→ CONSIGNES:
• A. D'après le texte sur la science du bouchon, à quelles caractéristiques d'un vin le bouchon idéal doit-il convenir ?
• B. Pouvez-vous prolonger le texte sur la science du bouchon au-delà de sa dernière phrase ?

Aller au contenu

La science du bouchon

Est-ce que le bouchon doit vraiment boucher?

La question semble stupide! Vous pensez? Les hommes de sciences ne s’entendent pas sur la réponse.

Si on précise la question : est-ce que le bouchon qui ferme la bouteille de vin doit être complètement étanche? Et bien, là encore la réponse n’est pas claire.

Plusieurs producteurs, œnologues et autres spécialistes du vin disent qu’il faut que le bouchon laisse passer un peu d’oxygène. Mais quelle quantité? Ça, ils l’ignorent complètement. D’autre part, plusieurs autres soutiennent que le bouchon doit être parfaitement étanche.

Dans quel monde vivons-nous? Si les spécialistes ne peuvent même pas s’entendre sur une question aussi simple.

Le magazine Wine Spectator présente dans son édition du 31 mars un dossier intéressant sur ce sujet. On y apprend des choses étonnantes.

La présentation du dossier commence par un débat entre deux dégustateurs de la fameuse revue. Les arguments des deux protagonistes du Great Cork Debate sont plutôt simples. Par contre ce qui est intéressant c’est l’article de Daniel Sogg intitulé The science of closure. Il a interrogé de nombreux scientifiques qui ont fait des expériences sur les différents types de bouchon, des bouchons de liège et des capsules à vis. Ce qu’il a appris est fort intéressant. Son dossier va plus loin que le débat autour du fameux goût de bouchon qui contamine plus d’une bouteille sur 12.

D’après les spécialistes intérrogés, chaque vin doit être fermé avec le bouchon idéal, c’est-à-dire, celui qui convient le mieux à sa spécificité chimique, sa perméabilité à l’oxygène et sa durée de vie.

Extraits d'un jeu de données de détection

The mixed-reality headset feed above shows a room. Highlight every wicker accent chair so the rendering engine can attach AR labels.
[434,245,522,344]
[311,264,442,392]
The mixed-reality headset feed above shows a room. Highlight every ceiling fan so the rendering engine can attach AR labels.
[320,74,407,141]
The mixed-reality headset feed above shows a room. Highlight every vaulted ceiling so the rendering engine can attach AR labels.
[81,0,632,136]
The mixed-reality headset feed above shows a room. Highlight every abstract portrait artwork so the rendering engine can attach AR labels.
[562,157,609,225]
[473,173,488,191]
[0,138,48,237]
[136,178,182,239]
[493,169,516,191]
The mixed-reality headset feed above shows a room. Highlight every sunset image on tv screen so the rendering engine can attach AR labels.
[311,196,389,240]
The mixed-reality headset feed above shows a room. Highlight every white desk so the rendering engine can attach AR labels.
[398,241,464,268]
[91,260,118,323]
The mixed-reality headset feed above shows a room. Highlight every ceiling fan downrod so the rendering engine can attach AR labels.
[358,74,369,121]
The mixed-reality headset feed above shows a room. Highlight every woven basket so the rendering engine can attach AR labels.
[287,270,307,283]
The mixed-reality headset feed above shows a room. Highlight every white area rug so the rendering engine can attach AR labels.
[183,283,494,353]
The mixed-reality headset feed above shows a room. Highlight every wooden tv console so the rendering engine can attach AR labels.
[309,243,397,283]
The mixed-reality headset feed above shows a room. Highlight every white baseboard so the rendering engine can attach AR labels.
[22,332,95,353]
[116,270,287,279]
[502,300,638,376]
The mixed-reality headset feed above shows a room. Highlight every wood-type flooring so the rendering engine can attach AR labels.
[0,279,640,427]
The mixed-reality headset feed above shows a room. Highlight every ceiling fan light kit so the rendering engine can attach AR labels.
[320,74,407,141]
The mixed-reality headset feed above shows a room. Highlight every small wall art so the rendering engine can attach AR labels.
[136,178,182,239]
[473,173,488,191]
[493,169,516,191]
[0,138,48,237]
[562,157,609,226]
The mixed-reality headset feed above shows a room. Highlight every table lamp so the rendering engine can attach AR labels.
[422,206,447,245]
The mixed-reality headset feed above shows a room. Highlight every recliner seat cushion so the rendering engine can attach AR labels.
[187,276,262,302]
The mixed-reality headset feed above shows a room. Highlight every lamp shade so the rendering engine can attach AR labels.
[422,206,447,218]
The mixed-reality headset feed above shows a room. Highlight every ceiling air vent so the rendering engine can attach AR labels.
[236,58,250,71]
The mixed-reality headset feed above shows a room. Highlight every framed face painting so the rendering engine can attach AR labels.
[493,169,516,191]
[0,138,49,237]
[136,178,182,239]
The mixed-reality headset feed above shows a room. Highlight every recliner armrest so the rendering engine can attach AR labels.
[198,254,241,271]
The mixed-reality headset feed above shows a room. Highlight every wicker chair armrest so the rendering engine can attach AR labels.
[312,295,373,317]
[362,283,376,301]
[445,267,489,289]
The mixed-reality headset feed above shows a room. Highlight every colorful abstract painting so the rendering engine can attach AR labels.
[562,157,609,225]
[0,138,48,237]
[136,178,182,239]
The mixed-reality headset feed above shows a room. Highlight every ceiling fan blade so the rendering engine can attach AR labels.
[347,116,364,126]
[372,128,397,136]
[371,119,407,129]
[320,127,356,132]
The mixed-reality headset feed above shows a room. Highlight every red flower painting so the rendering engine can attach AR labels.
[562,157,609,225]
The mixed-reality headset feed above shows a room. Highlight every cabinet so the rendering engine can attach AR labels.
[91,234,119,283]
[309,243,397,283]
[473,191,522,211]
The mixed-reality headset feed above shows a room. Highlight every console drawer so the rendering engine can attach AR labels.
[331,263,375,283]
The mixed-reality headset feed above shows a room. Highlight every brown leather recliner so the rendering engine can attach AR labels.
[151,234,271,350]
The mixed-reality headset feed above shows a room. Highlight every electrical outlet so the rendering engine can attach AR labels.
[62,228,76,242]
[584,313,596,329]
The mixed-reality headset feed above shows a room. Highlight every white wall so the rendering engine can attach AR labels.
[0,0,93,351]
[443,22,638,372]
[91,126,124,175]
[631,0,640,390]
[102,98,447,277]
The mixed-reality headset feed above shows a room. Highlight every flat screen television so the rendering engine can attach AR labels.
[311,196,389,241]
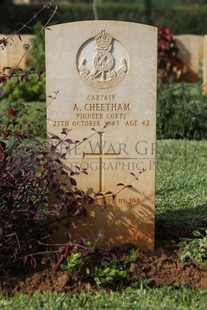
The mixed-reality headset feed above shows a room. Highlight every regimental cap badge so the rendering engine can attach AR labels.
[94,30,113,48]
[77,30,129,89]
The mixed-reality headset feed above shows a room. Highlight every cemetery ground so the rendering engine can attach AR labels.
[0,83,207,310]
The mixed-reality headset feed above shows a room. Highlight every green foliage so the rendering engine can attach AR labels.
[28,22,45,70]
[157,83,207,140]
[156,140,207,232]
[178,230,207,263]
[60,252,83,271]
[4,73,46,103]
[0,286,207,310]
[0,99,46,140]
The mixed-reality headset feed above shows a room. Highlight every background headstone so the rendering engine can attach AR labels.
[46,21,157,251]
[203,35,207,95]
[6,34,33,69]
[174,34,203,82]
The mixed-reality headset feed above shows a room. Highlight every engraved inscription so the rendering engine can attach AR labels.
[77,30,129,89]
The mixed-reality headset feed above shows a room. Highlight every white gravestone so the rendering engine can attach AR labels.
[203,35,207,95]
[46,21,157,251]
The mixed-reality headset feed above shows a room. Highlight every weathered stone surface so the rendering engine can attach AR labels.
[46,21,157,251]
[175,34,203,82]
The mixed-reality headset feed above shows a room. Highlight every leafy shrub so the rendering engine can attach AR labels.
[157,83,207,140]
[4,74,46,103]
[179,230,207,263]
[27,22,45,71]
[0,114,92,270]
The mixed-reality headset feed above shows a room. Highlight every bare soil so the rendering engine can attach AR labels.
[0,240,207,296]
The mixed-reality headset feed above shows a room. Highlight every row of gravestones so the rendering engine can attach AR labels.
[3,21,207,251]
[0,35,207,94]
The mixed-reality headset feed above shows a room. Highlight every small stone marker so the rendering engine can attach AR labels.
[46,21,157,251]
[175,34,203,82]
[203,35,207,96]
[6,34,32,69]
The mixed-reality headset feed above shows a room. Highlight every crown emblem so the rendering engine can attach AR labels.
[77,30,128,89]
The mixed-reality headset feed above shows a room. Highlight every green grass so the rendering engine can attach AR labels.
[0,287,207,310]
[156,140,207,229]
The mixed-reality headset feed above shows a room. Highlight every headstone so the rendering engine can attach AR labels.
[175,34,203,82]
[203,35,207,95]
[46,21,157,251]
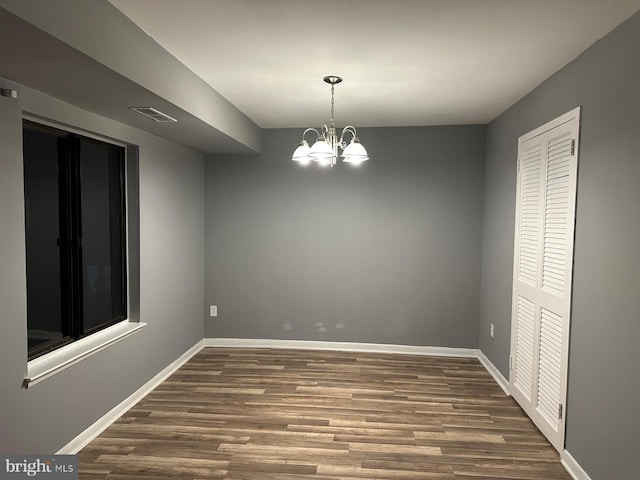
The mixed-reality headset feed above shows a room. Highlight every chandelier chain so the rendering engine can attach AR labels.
[331,83,336,127]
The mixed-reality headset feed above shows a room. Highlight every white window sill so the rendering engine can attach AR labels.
[22,320,146,388]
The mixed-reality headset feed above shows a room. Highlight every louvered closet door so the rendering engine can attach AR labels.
[509,108,580,450]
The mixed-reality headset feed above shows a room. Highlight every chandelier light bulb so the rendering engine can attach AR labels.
[291,75,369,167]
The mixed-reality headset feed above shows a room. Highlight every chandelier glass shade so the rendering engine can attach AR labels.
[291,75,369,167]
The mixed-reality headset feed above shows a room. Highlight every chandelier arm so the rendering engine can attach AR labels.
[302,128,320,140]
[340,125,358,149]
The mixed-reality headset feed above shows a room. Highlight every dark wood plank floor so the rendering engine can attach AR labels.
[79,348,570,480]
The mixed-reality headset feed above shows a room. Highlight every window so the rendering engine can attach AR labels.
[23,120,127,360]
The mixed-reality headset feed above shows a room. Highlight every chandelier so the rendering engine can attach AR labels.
[291,75,369,167]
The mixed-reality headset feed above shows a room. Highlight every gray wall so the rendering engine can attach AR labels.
[205,126,486,348]
[479,8,640,480]
[0,79,204,454]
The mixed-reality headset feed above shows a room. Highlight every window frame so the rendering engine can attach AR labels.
[22,119,130,360]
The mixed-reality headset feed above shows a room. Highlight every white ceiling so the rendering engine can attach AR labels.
[110,0,640,128]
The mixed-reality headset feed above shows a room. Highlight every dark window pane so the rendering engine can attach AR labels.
[80,138,126,333]
[23,128,70,356]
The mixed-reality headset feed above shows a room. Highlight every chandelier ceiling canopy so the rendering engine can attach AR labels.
[292,75,369,167]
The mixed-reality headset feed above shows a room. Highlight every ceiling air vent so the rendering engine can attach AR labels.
[129,107,177,123]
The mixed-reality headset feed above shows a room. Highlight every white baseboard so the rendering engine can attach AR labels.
[478,350,510,395]
[204,338,479,358]
[57,340,204,455]
[560,450,591,480]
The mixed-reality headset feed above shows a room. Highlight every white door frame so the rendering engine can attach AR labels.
[509,107,581,452]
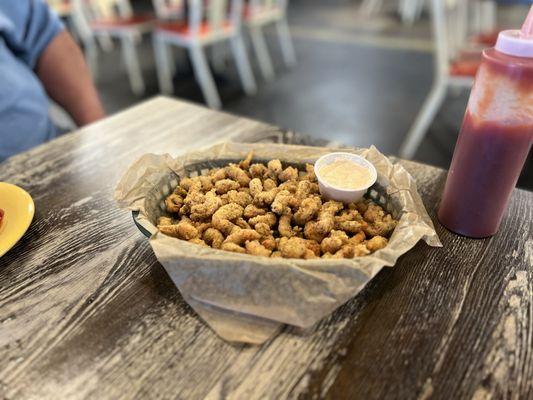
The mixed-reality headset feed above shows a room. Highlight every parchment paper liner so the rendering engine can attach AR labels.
[115,143,441,344]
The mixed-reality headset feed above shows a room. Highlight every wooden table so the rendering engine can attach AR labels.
[0,98,533,399]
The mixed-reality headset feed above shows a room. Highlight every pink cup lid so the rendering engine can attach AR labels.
[496,5,533,58]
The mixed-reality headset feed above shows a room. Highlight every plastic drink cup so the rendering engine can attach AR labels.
[438,6,533,238]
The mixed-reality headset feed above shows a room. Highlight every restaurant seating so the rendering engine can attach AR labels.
[359,0,426,25]
[46,0,72,18]
[153,0,257,109]
[244,0,296,80]
[72,0,154,95]
[399,0,494,158]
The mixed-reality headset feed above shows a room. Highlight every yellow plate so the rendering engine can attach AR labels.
[0,182,35,257]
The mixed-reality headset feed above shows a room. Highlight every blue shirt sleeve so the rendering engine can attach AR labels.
[0,0,63,69]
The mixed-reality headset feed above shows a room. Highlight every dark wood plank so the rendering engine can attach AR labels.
[0,98,533,399]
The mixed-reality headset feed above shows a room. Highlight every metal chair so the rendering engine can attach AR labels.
[153,0,257,109]
[244,0,296,80]
[72,0,154,95]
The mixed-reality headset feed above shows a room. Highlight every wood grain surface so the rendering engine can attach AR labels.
[0,98,533,399]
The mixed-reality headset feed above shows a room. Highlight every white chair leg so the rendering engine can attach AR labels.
[276,19,296,67]
[211,42,226,72]
[399,81,447,159]
[163,42,176,77]
[85,37,98,82]
[121,35,144,95]
[231,35,257,95]
[98,34,114,53]
[400,0,420,25]
[250,26,274,81]
[152,34,174,95]
[189,46,222,110]
[359,0,383,17]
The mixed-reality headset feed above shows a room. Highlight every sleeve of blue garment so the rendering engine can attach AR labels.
[0,0,63,69]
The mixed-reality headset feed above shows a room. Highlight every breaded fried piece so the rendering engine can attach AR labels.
[189,238,209,247]
[300,164,317,182]
[260,236,278,251]
[249,164,268,179]
[180,178,194,191]
[165,194,183,213]
[215,179,241,194]
[278,214,299,238]
[226,164,250,187]
[305,240,321,257]
[335,244,370,258]
[278,167,298,182]
[278,237,317,259]
[248,212,278,227]
[198,175,213,193]
[244,204,267,218]
[157,217,174,227]
[239,150,254,169]
[224,229,261,245]
[245,240,272,257]
[222,190,252,207]
[250,178,263,197]
[174,185,187,198]
[270,190,292,215]
[202,228,224,249]
[220,243,246,254]
[254,222,272,237]
[363,203,385,222]
[158,221,198,240]
[253,187,279,207]
[335,221,367,234]
[363,214,398,236]
[209,168,228,183]
[320,230,349,254]
[304,221,326,243]
[191,190,222,221]
[235,218,252,229]
[294,197,322,225]
[267,159,283,177]
[279,180,298,195]
[348,231,366,245]
[278,237,307,258]
[263,178,278,192]
[335,209,363,222]
[211,203,244,234]
[192,222,211,236]
[316,200,344,236]
[296,181,315,201]
[366,236,388,252]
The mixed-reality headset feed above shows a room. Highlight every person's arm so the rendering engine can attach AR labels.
[35,31,105,126]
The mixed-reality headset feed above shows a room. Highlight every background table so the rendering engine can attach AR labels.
[0,98,533,399]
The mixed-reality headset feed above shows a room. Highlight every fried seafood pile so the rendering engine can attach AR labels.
[158,153,397,259]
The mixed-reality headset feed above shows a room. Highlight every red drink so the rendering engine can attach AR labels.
[438,13,533,238]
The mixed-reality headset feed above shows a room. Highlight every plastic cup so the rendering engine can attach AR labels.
[315,152,378,203]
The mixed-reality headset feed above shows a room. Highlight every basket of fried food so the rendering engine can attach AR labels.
[157,151,398,259]
[115,143,440,343]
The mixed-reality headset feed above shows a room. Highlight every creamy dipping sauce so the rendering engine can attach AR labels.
[318,158,372,189]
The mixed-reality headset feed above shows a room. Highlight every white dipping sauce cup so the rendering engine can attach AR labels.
[315,153,378,203]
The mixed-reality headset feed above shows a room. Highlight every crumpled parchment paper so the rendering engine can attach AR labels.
[115,143,441,344]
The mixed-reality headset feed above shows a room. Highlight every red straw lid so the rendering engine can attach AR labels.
[496,5,533,58]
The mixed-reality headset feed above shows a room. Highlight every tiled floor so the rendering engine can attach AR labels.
[90,0,533,189]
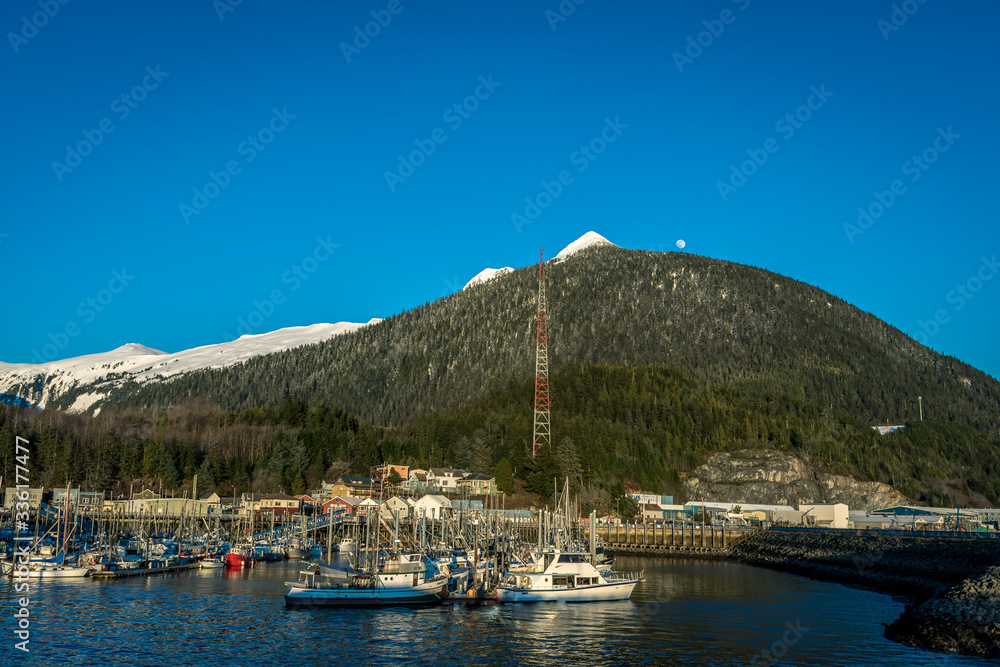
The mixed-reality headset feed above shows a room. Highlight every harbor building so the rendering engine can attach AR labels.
[3,486,43,510]
[799,503,850,528]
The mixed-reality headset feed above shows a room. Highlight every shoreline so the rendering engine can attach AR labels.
[728,531,1000,658]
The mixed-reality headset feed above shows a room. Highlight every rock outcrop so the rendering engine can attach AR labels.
[885,566,1000,658]
[684,449,912,510]
[730,529,1000,657]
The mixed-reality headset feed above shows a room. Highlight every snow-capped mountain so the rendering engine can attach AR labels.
[0,232,617,411]
[0,319,380,411]
[462,266,514,289]
[555,232,618,262]
[462,232,618,290]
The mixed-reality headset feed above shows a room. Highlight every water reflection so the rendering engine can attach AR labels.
[0,558,993,666]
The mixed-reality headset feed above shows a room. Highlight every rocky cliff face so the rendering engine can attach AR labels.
[684,449,912,510]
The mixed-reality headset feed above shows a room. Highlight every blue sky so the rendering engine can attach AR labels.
[0,0,1000,377]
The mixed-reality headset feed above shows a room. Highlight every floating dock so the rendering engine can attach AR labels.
[90,561,199,579]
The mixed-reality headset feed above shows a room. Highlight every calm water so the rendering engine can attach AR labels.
[0,558,997,666]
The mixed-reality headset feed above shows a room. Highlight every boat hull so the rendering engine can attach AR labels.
[285,586,441,607]
[496,580,639,602]
[28,567,90,579]
[226,553,253,567]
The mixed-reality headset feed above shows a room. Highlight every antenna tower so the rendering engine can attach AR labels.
[531,250,551,458]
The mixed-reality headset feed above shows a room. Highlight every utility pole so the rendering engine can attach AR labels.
[531,250,552,458]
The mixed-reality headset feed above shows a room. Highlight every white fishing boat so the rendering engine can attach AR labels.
[337,537,358,558]
[495,549,643,602]
[28,563,90,579]
[285,554,449,607]
[198,557,226,570]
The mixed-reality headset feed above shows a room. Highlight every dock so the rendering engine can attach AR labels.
[90,562,199,579]
[597,523,760,558]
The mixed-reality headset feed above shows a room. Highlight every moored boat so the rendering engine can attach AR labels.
[495,549,643,602]
[285,554,449,607]
[226,545,254,567]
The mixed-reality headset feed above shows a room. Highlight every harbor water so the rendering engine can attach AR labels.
[0,558,996,667]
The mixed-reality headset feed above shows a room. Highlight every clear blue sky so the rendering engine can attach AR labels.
[0,0,1000,377]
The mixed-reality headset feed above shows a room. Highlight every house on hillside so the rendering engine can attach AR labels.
[239,493,260,516]
[379,496,410,522]
[323,496,361,516]
[640,503,663,521]
[330,475,379,498]
[413,495,451,519]
[371,463,410,484]
[256,493,302,515]
[427,468,465,493]
[400,468,427,492]
[458,472,497,496]
[356,498,381,516]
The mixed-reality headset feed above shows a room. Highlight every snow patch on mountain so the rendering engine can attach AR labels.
[462,266,514,289]
[0,318,381,410]
[554,232,618,262]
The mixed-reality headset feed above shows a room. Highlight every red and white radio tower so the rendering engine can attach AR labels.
[531,250,551,458]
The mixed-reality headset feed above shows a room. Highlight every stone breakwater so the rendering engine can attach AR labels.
[730,530,1000,656]
[885,567,1000,658]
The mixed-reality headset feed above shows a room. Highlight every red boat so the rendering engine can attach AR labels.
[226,546,254,567]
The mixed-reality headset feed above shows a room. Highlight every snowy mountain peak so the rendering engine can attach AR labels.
[555,232,618,262]
[462,266,514,289]
[109,343,170,357]
[0,318,380,411]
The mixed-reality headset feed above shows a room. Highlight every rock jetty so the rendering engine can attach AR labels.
[885,567,1000,658]
[730,529,1000,657]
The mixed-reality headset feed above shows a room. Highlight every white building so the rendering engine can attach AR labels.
[413,496,451,519]
[427,468,465,491]
[379,496,410,521]
[799,503,850,528]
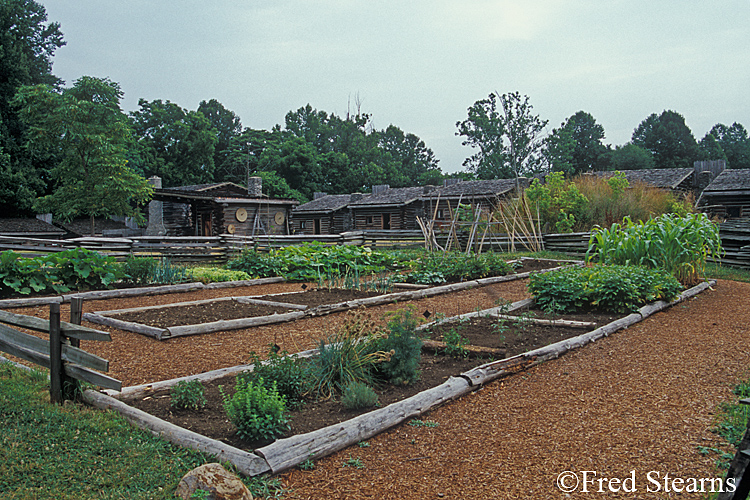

→ CORRIGÉ:
• A. Sa spécificité chimique, sa perméabilité à l'oxygène et sa durée de vie.

• B.
Bon! Commencez-vous à comprendre? Ça va venir.

L’exemple du riesling

Prenons un exemple précis, celui du riesling. Les grands amateurs de riesling alsacien aime beaucoup l’arôme de pétrole qui s’en dégage. Cet arôme provient du TDH. Le fameux 2,5,8-trimethyldihydronaphthalene. Alors, les expériences sur les vins de ce cépage ont démontré que le bouchon de liège atténue 40 % de cette saveur, alors que le bouchon synthétique l’absorbe complètement et que la capsule à vis le laisse intact.

Que feront alors les producteurs? Que penseront les amateurs de cette saveur devant l’absence ou l’exagération de celle-ci?

Voilà le casse-tête vers lequel nous nous dirigeons. Cependant, un producteur alsacien a déjà commencé à boucher des grandes bouteilles avec des capsules à vis : le Domaine Paul Blanck.

«Quand on sait que le bouchonnier s’autorise une marge de 3 % de produits défectueux et que, de notre côté, on rencontre 5 à 10 % de problèmes, on hésite à choisir ce système. De plus, outre son prix élevé, le bouchon de liège perd de son élasticité après cinq ans, laisse passer l’air et le vin s’oxyde. Mais sa plus grande faiblesse reste la fameux goût de bouchon… Notre région est particulièrement concernée par ce danger, car sans bois pour masquer les défauts, les vins blancs sont sensibles au goût de bouchon.» dit Frédéric Blanck interrogé par le magazine Cuisine et Vins de France, en octobre 2004.

Selon les spécialistes interrogés par Daniel Sogg, la capsule à vis remplacera le bouchon de liège, mais pas avant 10 à 20 ans. Car il reste beaucoup de recherches à faire.

Le bouchon de liège va donc continuer à faire beaucoup de dommage d’ici là.

Un vin – un bouchon

Le problème c’est que chaque bouchon de liège est unique. Aucun n’a exactement les mêmes propriétés.

Ce qui fait qu’en théorie, on pourrait ouvrir douze bouteilles provenant de la même caisse du même vin datant d’une dizaine d’années et, à l’aveugle, les dégustateurs y verraient des vins différents. Certains vont sembler plus jeunes et d’autres plus vieux. Alors que si ces mêmes 12 bouteilles avaient été obturées par des capsules étanches, elles seraient peut-être plus homogènes.

On se rend compte maintenant que le bouchon est un des éléments principaux du vieillissement du vin, avec le terroir, le millésime et les techniques de vinification.

Tout ceci parce qu’aucun bouchon de liège n’a exactement la même perméabilité.

Le bouchon devrait être le scellant qui garantit la qualité du produit, il est plutôt le point faible.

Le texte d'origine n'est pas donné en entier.